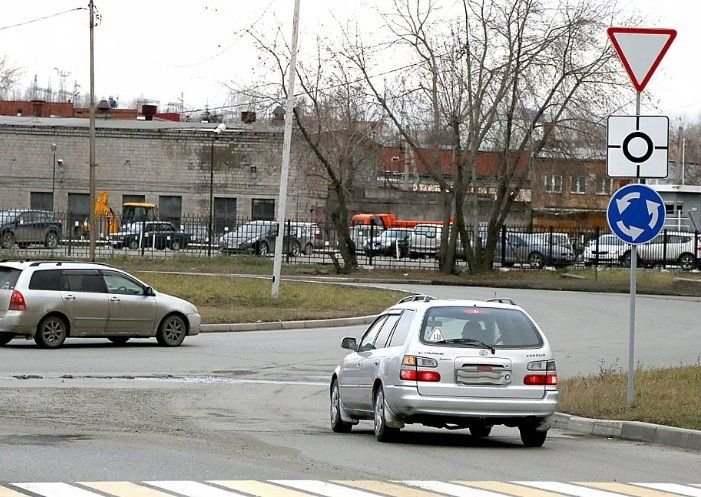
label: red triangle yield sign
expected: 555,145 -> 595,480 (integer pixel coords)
607,28 -> 677,91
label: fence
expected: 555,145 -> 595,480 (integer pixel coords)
0,211 -> 701,271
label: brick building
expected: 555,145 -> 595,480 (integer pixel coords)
0,117 -> 324,230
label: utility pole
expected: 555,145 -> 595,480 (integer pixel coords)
272,0 -> 299,299
89,0 -> 96,262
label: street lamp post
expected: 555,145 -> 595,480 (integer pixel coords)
51,143 -> 58,212
207,123 -> 226,257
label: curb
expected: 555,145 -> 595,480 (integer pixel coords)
550,412 -> 701,450
200,314 -> 377,333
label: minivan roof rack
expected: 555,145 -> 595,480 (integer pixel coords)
397,294 -> 436,305
487,297 -> 518,305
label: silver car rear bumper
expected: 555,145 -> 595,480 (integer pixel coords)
384,385 -> 560,419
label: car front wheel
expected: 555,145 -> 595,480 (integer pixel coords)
44,231 -> 58,249
330,380 -> 353,433
679,254 -> 696,271
34,315 -> 68,349
518,424 -> 548,447
0,231 -> 15,249
373,387 -> 399,442
156,314 -> 187,347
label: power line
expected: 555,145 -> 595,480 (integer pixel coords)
0,7 -> 88,31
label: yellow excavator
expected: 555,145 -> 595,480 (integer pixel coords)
74,192 -> 158,238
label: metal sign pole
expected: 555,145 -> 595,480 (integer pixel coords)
626,91 -> 645,409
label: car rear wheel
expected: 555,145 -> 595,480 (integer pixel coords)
518,424 -> 548,447
373,387 -> 399,442
0,231 -> 15,249
470,424 -> 492,438
156,314 -> 187,347
34,314 -> 68,349
528,252 -> 545,269
679,254 -> 696,271
330,380 -> 353,433
44,231 -> 58,249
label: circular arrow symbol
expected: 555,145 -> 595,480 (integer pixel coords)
623,131 -> 655,164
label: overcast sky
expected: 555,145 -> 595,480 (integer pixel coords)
0,0 -> 701,122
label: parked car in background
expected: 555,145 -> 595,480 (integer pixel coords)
329,295 -> 559,447
0,210 -> 61,249
0,261 -> 201,349
582,234 -> 630,266
219,221 -> 314,257
492,233 -> 575,269
623,231 -> 701,271
110,221 -> 192,250
365,228 -> 414,257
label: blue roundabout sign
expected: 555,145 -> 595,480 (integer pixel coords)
606,183 -> 666,245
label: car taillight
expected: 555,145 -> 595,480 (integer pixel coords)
9,290 -> 27,311
399,355 -> 441,382
523,373 -> 558,385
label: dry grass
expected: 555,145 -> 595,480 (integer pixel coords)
137,268 -> 405,323
559,364 -> 701,430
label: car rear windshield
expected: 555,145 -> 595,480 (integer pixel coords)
0,267 -> 22,290
421,306 -> 543,349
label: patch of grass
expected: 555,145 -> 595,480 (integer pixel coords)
559,364 -> 701,430
134,267 -> 406,323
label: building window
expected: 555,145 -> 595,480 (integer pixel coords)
158,195 -> 183,226
596,178 -> 613,195
29,192 -> 54,211
570,176 -> 587,194
122,195 -> 146,204
251,198 -> 275,221
214,198 -> 236,234
545,174 -> 562,193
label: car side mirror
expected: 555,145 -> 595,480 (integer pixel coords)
341,337 -> 358,350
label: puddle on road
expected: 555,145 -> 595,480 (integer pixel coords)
0,374 -> 328,386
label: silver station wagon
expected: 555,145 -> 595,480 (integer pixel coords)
0,261 -> 200,348
330,295 -> 559,447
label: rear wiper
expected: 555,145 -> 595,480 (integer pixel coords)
432,338 -> 496,355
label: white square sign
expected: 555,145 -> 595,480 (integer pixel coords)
606,116 -> 669,178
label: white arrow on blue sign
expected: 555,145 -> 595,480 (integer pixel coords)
606,183 -> 667,245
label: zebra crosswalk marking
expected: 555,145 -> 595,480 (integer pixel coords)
636,483 -> 701,497
514,481 -> 620,497
455,481 -> 562,497
209,480 -> 314,497
402,480 -> 503,497
79,481 -> 178,497
271,480 -> 386,497
144,480 -> 246,497
334,480 -> 443,497
577,482 -> 679,497
13,482 -> 102,497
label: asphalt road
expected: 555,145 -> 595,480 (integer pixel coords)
0,287 -> 701,488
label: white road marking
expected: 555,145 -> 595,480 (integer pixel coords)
511,481 -> 632,497
12,482 -> 102,497
269,480 -> 379,497
144,481 -> 245,497
633,483 -> 701,497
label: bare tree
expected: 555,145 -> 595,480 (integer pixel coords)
347,0 -> 621,273
238,30 -> 382,272
0,57 -> 20,100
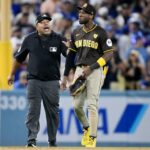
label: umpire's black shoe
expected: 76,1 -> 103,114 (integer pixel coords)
49,141 -> 57,147
26,139 -> 36,147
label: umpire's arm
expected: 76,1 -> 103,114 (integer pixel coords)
7,36 -> 29,85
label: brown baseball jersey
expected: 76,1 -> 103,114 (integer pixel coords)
64,25 -> 113,75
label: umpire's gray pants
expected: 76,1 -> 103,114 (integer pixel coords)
26,79 -> 59,142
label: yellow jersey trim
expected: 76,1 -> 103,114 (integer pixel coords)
82,25 -> 97,33
68,48 -> 77,52
104,49 -> 114,53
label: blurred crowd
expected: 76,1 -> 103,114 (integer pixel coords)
11,0 -> 150,90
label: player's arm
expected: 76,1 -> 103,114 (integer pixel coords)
60,33 -> 76,90
7,39 -> 29,85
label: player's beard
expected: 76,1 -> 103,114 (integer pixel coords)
79,19 -> 89,24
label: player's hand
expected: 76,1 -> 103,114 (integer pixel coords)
7,75 -> 14,85
82,66 -> 92,77
60,76 -> 67,90
62,41 -> 70,47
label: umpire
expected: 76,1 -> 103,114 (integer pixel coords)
8,13 -> 67,147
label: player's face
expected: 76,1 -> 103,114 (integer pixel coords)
79,10 -> 91,24
36,19 -> 51,35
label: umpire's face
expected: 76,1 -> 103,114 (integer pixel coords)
79,9 -> 93,24
36,19 -> 51,35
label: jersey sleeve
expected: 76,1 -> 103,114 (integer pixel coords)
99,30 -> 114,53
14,38 -> 29,63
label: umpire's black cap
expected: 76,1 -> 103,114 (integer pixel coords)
77,3 -> 96,16
35,13 -> 52,24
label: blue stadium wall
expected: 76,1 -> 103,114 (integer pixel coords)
0,90 -> 150,146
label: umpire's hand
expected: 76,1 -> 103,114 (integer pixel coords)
60,76 -> 68,90
7,75 -> 15,85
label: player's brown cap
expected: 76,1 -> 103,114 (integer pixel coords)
77,3 -> 96,16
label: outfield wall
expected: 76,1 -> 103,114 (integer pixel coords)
0,91 -> 150,146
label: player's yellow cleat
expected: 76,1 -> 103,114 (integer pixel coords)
81,128 -> 90,146
85,137 -> 96,148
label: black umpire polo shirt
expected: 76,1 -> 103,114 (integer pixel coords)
15,31 -> 67,81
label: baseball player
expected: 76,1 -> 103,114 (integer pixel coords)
61,3 -> 113,147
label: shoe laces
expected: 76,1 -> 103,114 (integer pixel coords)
83,129 -> 88,136
88,137 -> 95,144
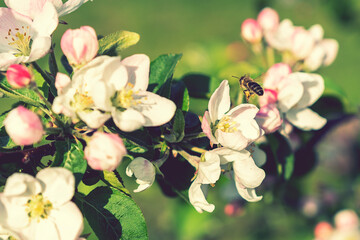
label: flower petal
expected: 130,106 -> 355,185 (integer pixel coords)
121,54 -> 150,91
189,179 -> 215,213
208,80 -> 231,123
286,108 -> 327,131
288,72 -> 325,109
134,91 -> 176,127
112,108 -> 146,132
36,167 -> 75,207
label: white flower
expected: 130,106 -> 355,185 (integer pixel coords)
4,0 -> 88,19
201,80 -> 263,151
0,1 -> 58,71
0,168 -> 83,240
126,157 -> 155,192
260,63 -> 326,130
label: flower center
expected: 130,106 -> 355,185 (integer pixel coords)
112,83 -> 141,110
216,116 -> 238,133
5,26 -> 31,57
26,193 -> 53,222
70,92 -> 94,112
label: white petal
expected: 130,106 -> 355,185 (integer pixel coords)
112,108 -> 145,132
278,77 -> 304,112
26,36 -> 51,62
57,0 -> 88,17
286,108 -> 326,131
134,91 -> 176,127
196,151 -> 221,184
233,157 -> 265,188
121,54 -> 150,91
31,1 -> 59,36
36,167 -> 75,207
189,179 -> 215,213
288,72 -> 325,109
235,186 -> 263,202
208,80 -> 231,123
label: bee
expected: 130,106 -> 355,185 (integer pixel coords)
233,74 -> 264,102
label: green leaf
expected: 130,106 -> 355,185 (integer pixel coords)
266,132 -> 295,180
98,31 -> 140,56
100,170 -> 130,195
52,140 -> 87,186
149,54 -> 182,92
165,109 -> 185,143
78,187 -> 148,240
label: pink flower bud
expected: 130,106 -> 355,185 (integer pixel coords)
55,72 -> 71,94
257,8 -> 280,32
291,27 -> 315,59
241,18 -> 262,43
60,26 -> 99,67
84,132 -> 126,171
255,104 -> 283,134
4,106 -> 44,145
6,64 -> 32,88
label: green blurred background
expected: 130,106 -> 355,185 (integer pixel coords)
2,0 -> 360,240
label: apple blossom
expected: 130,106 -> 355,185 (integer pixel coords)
0,1 -> 58,71
4,106 -> 44,145
201,80 -> 263,151
6,64 -> 33,88
60,26 -> 99,69
4,0 -> 88,19
241,18 -> 262,43
0,167 -> 83,240
84,132 -> 126,171
126,157 -> 155,192
259,63 -> 326,130
257,7 -> 279,34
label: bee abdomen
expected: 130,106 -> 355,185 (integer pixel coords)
248,82 -> 264,96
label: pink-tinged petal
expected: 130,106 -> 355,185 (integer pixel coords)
288,72 -> 325,109
257,7 -> 280,32
208,80 -> 231,124
255,104 -> 283,134
233,154 -> 265,188
241,18 -> 262,43
320,39 -> 339,66
235,186 -> 263,202
121,54 -> 150,91
263,63 -> 291,90
57,0 -> 89,16
197,151 -> 221,184
4,0 -> 47,19
215,129 -> 249,151
304,44 -> 326,71
201,111 -> 218,144
309,24 -> 324,42
286,108 -> 326,131
134,91 -> 176,127
278,78 -> 304,112
259,88 -> 278,107
226,103 -> 259,122
189,179 -> 215,213
291,27 -> 315,59
36,167 -> 75,207
31,1 -> 59,36
24,37 -> 51,63
55,72 -> 71,94
112,108 -> 146,132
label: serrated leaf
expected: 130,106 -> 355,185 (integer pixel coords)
98,31 -> 140,56
52,140 -> 87,186
266,132 -> 295,180
149,54 -> 182,92
80,187 -> 148,240
100,170 -> 130,195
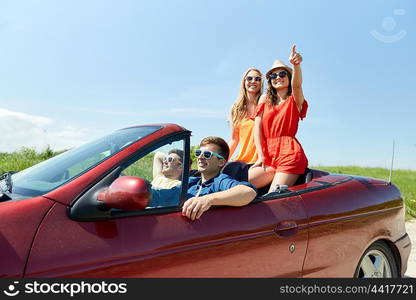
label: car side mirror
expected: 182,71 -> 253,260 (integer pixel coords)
97,176 -> 151,210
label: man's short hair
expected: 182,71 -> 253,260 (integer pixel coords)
199,136 -> 230,161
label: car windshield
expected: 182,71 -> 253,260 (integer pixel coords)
7,126 -> 161,198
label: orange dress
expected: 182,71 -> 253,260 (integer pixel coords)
233,117 -> 257,164
256,95 -> 308,174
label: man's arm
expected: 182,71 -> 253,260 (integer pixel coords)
182,184 -> 257,220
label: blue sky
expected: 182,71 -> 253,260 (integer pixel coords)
0,0 -> 416,169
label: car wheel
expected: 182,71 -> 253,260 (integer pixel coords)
354,241 -> 399,278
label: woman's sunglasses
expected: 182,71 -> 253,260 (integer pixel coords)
163,156 -> 181,163
195,149 -> 225,160
246,76 -> 261,81
269,71 -> 287,79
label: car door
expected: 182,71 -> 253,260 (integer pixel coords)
0,197 -> 54,277
26,136 -> 308,277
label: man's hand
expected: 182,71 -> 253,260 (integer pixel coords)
182,195 -> 212,221
289,45 -> 303,65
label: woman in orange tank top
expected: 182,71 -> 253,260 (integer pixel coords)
249,46 -> 308,192
228,68 -> 263,164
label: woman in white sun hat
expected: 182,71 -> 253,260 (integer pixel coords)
249,45 -> 308,192
228,68 -> 263,164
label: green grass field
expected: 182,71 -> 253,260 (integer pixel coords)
0,147 -> 416,219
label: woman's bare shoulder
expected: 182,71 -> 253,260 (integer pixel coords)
259,94 -> 267,104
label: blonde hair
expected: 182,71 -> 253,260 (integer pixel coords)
229,68 -> 263,128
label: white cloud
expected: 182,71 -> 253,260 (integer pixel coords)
0,108 -> 87,152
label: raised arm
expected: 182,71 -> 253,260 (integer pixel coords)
289,45 -> 304,111
228,126 -> 240,160
153,152 -> 166,178
182,184 -> 257,220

◇ ◇ ◇

### Problem to work on:
Copy out every line of the data from the line holding "label: bare tree" through the line holding "26,79 -> 59,142", inclusive, but add 13 to each bounding-box coordinate in the answers. Omit the pictures.

### Reply:
label: bare tree
expected: 555,145 -> 595,480 (integer pixel coords)
360,13 -> 634,286
251,43 -> 395,285
13,70 -> 33,113
label: umpire's black shoe
expected: 76,1 -> 103,114 (integer pixel coords)
62,154 -> 70,160
39,152 -> 49,160
label: umpire's arm
expected: 76,1 -> 103,114 (integer pixel coords)
20,49 -> 42,98
label: brown baseball jersey
expected: 76,1 -> 103,114 (integer pixel coords)
77,38 -> 126,88
label: umpire's gray pants
expected: 76,1 -> 103,114 (integer pixel coords)
39,92 -> 72,155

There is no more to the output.